* Assigned task: I'd like every line in the following listing that holds "dense" copied.

* Source data:
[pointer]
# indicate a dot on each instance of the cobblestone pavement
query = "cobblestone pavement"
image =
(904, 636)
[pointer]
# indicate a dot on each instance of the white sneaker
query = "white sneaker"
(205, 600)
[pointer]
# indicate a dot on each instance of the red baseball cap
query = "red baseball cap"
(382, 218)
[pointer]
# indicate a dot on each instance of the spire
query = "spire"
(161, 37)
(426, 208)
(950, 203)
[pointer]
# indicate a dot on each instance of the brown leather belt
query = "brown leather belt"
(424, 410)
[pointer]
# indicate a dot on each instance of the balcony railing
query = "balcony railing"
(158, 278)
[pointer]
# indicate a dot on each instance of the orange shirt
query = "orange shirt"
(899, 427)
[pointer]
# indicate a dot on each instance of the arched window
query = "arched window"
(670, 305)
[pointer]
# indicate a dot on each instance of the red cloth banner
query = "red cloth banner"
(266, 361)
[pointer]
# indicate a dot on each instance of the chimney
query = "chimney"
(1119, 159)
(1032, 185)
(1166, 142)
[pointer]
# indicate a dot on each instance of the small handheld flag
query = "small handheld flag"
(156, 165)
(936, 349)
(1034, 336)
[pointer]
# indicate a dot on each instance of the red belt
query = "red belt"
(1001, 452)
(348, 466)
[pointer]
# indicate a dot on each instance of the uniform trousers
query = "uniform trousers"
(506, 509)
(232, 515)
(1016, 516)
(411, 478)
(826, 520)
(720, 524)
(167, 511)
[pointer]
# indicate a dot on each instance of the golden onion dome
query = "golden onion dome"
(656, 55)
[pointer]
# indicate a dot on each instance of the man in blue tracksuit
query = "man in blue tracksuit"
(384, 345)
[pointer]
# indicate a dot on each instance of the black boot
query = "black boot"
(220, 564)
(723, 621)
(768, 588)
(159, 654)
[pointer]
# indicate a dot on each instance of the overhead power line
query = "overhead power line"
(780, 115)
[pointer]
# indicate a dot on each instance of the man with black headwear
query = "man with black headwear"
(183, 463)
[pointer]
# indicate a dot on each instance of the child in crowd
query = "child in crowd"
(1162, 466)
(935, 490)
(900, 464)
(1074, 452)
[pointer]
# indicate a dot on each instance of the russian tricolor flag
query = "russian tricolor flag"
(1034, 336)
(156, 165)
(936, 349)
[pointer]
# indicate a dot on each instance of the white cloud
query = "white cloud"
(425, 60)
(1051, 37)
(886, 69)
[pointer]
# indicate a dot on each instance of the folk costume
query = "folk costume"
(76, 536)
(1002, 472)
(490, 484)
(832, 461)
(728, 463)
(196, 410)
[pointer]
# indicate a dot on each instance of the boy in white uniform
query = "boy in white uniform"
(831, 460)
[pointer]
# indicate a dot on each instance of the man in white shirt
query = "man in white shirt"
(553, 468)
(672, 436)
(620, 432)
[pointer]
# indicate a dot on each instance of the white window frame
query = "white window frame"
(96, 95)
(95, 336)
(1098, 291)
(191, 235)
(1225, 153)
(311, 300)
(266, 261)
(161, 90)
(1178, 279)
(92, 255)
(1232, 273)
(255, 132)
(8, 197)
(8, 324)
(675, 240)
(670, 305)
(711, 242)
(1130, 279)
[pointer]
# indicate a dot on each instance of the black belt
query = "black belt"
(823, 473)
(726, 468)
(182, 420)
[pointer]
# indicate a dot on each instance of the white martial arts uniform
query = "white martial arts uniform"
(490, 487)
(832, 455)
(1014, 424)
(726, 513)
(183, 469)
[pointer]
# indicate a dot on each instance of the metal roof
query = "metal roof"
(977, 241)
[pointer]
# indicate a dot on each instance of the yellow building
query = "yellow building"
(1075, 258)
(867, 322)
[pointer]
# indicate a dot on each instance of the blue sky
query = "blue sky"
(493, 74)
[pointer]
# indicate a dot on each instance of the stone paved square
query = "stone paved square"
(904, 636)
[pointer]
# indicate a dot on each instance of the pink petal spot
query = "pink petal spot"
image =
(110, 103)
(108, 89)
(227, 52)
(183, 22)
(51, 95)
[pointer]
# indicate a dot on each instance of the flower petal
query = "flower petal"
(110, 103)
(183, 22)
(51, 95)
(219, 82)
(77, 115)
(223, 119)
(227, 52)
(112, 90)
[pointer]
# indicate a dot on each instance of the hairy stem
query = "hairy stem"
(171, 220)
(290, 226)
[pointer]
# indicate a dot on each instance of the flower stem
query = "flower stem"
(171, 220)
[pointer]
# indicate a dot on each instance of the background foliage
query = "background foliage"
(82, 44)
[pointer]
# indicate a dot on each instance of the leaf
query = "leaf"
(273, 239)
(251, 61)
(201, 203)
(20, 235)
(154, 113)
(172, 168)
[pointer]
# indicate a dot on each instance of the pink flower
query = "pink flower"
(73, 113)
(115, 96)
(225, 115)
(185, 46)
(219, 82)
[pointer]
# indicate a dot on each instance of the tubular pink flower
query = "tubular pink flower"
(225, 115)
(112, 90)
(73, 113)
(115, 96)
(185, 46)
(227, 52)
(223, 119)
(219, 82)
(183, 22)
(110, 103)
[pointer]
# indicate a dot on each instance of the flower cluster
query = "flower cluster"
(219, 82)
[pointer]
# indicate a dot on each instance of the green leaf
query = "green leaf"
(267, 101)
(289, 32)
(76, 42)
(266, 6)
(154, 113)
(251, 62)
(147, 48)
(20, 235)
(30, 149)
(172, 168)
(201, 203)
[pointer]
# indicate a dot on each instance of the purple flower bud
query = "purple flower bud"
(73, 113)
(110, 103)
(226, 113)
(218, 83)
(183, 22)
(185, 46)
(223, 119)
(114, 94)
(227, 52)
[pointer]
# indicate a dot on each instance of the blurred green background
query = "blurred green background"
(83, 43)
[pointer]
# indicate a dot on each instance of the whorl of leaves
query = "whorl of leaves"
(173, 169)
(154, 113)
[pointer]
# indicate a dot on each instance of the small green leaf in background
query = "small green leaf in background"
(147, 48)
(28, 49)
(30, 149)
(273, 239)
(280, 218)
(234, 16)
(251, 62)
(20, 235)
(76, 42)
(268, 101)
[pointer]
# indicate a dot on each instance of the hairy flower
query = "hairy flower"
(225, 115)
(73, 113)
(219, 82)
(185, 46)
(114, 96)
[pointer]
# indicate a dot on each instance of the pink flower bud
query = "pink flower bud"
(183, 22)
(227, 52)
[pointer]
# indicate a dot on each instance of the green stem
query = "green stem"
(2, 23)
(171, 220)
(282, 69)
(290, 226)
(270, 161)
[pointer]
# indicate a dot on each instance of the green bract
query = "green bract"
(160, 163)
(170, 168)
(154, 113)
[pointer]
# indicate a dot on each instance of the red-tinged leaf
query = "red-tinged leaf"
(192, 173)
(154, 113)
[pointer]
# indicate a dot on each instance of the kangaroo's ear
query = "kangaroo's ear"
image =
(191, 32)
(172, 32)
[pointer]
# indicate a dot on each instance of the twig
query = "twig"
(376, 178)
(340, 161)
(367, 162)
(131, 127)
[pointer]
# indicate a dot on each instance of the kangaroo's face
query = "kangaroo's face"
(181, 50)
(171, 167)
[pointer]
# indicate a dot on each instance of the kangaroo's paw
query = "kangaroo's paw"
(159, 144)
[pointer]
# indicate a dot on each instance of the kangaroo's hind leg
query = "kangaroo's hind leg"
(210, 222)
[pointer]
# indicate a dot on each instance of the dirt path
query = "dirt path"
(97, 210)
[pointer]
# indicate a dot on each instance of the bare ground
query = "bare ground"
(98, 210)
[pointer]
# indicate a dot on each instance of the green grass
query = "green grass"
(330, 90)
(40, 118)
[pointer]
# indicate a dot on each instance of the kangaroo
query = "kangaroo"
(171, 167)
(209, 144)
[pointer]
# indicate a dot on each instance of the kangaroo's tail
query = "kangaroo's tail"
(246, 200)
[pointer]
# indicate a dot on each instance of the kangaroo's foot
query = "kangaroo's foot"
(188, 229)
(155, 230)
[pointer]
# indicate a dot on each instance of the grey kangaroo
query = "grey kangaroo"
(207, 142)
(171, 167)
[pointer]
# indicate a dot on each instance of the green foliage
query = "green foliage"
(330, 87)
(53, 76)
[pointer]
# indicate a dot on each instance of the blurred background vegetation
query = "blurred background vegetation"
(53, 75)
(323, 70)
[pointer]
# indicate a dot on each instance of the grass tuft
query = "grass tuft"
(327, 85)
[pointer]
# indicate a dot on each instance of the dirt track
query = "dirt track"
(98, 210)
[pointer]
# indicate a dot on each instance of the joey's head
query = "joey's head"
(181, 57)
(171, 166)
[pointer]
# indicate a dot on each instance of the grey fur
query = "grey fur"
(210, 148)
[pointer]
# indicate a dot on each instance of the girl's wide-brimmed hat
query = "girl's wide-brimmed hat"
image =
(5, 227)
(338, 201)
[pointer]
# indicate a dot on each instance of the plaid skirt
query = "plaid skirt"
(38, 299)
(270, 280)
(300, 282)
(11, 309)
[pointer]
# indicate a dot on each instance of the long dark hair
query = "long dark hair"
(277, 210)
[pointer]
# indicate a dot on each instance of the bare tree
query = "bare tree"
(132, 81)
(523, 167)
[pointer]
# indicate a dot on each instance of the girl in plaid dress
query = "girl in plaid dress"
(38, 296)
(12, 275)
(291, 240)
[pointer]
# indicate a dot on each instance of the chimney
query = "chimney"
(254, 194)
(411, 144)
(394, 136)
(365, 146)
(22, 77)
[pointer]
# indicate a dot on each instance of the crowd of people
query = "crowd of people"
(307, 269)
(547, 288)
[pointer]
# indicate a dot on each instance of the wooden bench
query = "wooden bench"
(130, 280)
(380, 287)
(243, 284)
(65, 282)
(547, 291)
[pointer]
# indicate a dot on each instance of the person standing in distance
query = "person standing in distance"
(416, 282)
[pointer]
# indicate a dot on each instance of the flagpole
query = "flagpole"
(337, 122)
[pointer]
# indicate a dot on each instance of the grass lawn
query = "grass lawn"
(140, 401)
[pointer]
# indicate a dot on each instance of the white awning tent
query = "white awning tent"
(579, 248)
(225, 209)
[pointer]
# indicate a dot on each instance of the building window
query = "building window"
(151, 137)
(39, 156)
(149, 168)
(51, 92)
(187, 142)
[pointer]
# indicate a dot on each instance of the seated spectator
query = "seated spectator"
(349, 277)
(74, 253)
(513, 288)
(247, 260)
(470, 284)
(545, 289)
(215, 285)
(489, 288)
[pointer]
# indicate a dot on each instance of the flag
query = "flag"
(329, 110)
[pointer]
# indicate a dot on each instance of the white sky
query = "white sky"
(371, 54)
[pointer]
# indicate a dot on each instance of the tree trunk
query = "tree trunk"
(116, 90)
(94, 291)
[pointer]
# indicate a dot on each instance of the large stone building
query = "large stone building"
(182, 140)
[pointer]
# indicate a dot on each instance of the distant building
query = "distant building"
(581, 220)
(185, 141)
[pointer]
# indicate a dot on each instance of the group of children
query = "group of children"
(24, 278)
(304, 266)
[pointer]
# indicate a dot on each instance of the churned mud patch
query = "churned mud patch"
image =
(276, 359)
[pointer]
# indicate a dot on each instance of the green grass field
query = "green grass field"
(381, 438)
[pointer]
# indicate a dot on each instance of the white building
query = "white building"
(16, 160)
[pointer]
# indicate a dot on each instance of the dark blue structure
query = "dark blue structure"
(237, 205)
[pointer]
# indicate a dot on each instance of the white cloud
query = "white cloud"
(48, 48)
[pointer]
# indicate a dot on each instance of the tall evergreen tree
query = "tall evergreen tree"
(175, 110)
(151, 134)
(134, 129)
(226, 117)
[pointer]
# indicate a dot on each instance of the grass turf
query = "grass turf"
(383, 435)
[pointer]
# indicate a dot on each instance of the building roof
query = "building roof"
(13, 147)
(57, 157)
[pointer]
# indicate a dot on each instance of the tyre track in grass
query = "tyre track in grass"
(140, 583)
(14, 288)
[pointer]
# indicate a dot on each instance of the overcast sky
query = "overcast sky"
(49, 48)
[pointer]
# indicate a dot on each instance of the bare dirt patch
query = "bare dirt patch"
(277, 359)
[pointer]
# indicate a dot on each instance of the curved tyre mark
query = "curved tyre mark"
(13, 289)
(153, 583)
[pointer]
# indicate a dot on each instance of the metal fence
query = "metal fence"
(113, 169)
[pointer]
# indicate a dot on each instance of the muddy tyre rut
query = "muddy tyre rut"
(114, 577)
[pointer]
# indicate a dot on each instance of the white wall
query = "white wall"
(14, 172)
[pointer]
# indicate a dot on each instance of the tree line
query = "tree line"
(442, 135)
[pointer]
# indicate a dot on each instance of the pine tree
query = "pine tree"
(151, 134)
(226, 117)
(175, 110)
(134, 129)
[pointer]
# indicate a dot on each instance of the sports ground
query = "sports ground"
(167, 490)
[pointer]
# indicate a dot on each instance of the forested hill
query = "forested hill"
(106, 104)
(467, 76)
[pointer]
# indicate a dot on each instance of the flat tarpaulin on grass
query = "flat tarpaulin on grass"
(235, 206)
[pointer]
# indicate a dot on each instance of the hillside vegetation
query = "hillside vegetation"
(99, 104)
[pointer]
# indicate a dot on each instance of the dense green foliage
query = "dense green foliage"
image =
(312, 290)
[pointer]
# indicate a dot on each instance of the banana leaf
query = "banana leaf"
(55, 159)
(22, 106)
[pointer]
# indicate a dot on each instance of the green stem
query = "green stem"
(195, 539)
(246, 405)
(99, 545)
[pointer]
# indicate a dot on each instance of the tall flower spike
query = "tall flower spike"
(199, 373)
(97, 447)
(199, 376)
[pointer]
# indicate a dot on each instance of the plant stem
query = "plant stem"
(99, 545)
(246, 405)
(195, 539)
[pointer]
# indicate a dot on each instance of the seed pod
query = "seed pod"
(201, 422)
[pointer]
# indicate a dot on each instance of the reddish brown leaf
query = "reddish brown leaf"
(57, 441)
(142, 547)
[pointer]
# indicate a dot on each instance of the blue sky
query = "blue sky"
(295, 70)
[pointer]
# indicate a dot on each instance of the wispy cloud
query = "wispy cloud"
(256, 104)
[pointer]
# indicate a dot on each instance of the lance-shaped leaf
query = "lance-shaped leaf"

* Solved exercise:
# indicate a dot on each instance of the dense green foliage
query = "dense green foliage"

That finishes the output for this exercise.